— STUDY TEXT —

◇ ◇ ◇ ◇ ◇

Tuesday, April 26, 2011

Strawberry Pink Lemonade Cupcakes and Ta-tas

These aren't just any strawberry lemonade cupcakes, they're Easter-dinner-at-the-Wealers' cupcakes. That means they came with an Easter egg hunt, magical cheesy potatoes and a makeshift pawn shop for swapping candy and trinkets. And I'm not just referring to any ta-tas. I'm talking about those belonging to Jenny W. That means they come with perseverance, bravery, magical mom skills and some serious sass.

I've mentioned Jenny before as part of our "Michigan Family." She beat breast cancer in 2008, which involved a double mastectomy. In celebration, she walked 60 miles as a survivor in the Susan G. Komen 3-Day for the Cure. Then the cancer came back. And in her words, she walked again in 2009 in anger because she was going through it all again. But she crushed cancer a second time (though these few sentences hardly do justice to the countless doctors' visits and surgeries and tears that she went through over the years). 

Cancer aside, Jenny gets more done than most women I know in perfect health. She is raising three wonderful kids (with a military husband who is not deployed, but sometimes on tour for weeks at a time). She runs a business from home. She always finds time to send out cards and messages for birthdays and holidays (I got a birthday greeting one year from the hospital!). She writes a funny blog, I Am A Pink Warrior. And although she jokes about not being able to bake some of the things on this blog, I've seen her turn birthday cakes into castles and horse ranches.

Most of all though, she would give you the shirt off her back if you needed it. Just this weekend, one of the women at Easter dinner mentioned that she had to leave town for something and was worried about finding someone to watch her four(!) children (her husband is also military and is away for training). Without hesitation, Jenny offered to have all four children stay with them for the weekend. Like, no prob, what's four more? She would make it work.

Jenny is now walking 60 miles for a fourth time, this year in Dallas, TX. She's walking because she beat cancer and so that others will too. And for the first time, her husband is able to join her (as you can imagine, with three kids it takes some coordination for both parents to participate). As a family, they have pledged to raise at least $4600 ($2300 each). When I think about how much someone like Jenny has given in blood, sweat, tears and dollars, it's hard not to want to give. So if you've got any money burning a hole in your pocket, stop on over and donate to Susan G. Komen for the Cure. They are accepting donations in cash and 10-gallon hats.

◇ ◇ ◇ ◇ ◇

According to the blog post, how much money have Jenny and her husband pledged to raise together? The material that comes after this blog post has no connection to it.

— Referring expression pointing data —
◇ ◇ ◇ ◇ ◇

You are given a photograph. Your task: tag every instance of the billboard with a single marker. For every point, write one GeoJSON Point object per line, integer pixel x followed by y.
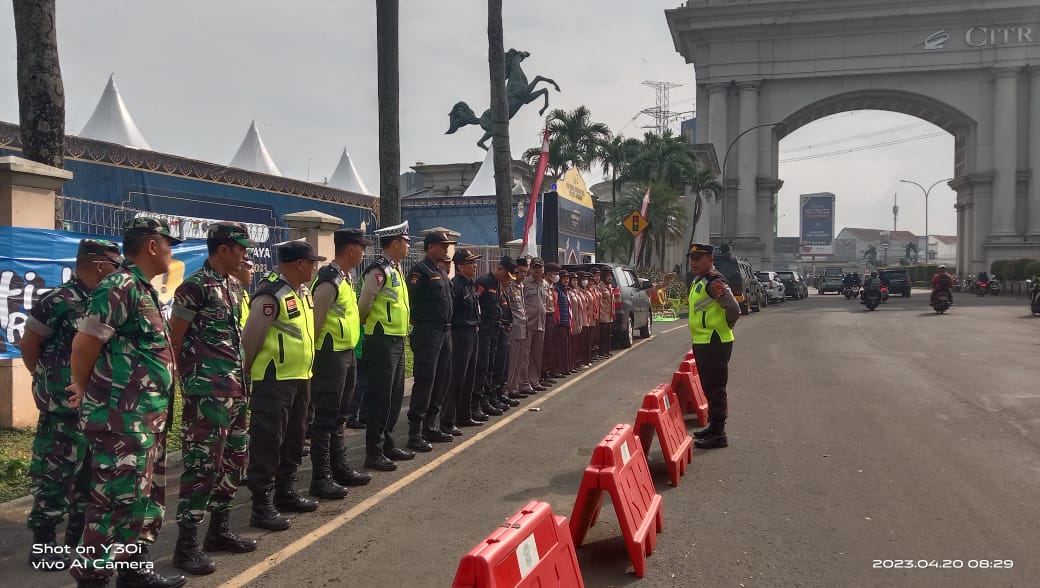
{"type": "Point", "coordinates": [816, 223]}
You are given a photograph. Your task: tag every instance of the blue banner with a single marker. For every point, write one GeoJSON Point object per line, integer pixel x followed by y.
{"type": "Point", "coordinates": [33, 261]}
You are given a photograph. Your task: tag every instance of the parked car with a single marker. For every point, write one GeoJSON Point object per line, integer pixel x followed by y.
{"type": "Point", "coordinates": [772, 284]}
{"type": "Point", "coordinates": [631, 310]}
{"type": "Point", "coordinates": [794, 285]}
{"type": "Point", "coordinates": [897, 280]}
{"type": "Point", "coordinates": [832, 281]}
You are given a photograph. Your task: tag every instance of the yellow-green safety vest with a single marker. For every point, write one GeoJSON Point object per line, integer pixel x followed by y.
{"type": "Point", "coordinates": [343, 321]}
{"type": "Point", "coordinates": [390, 307]}
{"type": "Point", "coordinates": [706, 315]}
{"type": "Point", "coordinates": [289, 343]}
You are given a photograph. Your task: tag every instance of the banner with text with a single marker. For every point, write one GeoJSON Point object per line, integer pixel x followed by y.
{"type": "Point", "coordinates": [33, 261]}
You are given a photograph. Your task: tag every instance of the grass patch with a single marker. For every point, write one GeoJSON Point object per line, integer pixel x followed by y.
{"type": "Point", "coordinates": [16, 451]}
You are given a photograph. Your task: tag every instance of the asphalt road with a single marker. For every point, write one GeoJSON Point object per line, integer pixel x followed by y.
{"type": "Point", "coordinates": [858, 440]}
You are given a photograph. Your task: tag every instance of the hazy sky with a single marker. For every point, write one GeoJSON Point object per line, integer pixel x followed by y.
{"type": "Point", "coordinates": [195, 73]}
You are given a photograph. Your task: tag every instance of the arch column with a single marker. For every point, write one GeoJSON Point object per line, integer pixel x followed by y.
{"type": "Point", "coordinates": [1005, 152]}
{"type": "Point", "coordinates": [747, 208]}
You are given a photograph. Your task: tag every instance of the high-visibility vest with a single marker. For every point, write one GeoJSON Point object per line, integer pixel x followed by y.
{"type": "Point", "coordinates": [706, 315]}
{"type": "Point", "coordinates": [390, 307]}
{"type": "Point", "coordinates": [289, 342]}
{"type": "Point", "coordinates": [342, 323]}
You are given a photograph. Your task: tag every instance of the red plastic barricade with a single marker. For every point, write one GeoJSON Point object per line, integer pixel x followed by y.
{"type": "Point", "coordinates": [531, 548]}
{"type": "Point", "coordinates": [619, 467]}
{"type": "Point", "coordinates": [686, 383]}
{"type": "Point", "coordinates": [660, 412]}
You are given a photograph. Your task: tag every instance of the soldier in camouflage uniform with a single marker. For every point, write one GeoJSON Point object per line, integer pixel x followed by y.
{"type": "Point", "coordinates": [205, 332]}
{"type": "Point", "coordinates": [60, 481]}
{"type": "Point", "coordinates": [123, 383]}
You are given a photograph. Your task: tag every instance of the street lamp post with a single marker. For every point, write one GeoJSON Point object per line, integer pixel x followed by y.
{"type": "Point", "coordinates": [927, 193]}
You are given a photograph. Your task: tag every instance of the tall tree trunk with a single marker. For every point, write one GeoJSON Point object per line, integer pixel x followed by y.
{"type": "Point", "coordinates": [389, 98]}
{"type": "Point", "coordinates": [41, 94]}
{"type": "Point", "coordinates": [499, 123]}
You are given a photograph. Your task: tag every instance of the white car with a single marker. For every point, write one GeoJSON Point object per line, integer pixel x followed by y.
{"type": "Point", "coordinates": [772, 284]}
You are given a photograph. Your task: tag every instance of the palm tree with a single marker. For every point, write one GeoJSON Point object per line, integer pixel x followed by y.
{"type": "Point", "coordinates": [499, 123]}
{"type": "Point", "coordinates": [388, 88]}
{"type": "Point", "coordinates": [41, 93]}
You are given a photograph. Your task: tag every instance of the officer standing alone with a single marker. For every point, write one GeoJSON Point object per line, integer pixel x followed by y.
{"type": "Point", "coordinates": [385, 309]}
{"type": "Point", "coordinates": [430, 296]}
{"type": "Point", "coordinates": [713, 311]}
{"type": "Point", "coordinates": [279, 346]}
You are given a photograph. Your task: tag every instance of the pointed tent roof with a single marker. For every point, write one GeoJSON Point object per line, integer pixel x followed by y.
{"type": "Point", "coordinates": [111, 122]}
{"type": "Point", "coordinates": [253, 154]}
{"type": "Point", "coordinates": [346, 177]}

◇ ◇ ◇ ◇ ◇

— REPLY TO THE TASK —
At least $4600, or $2300 each.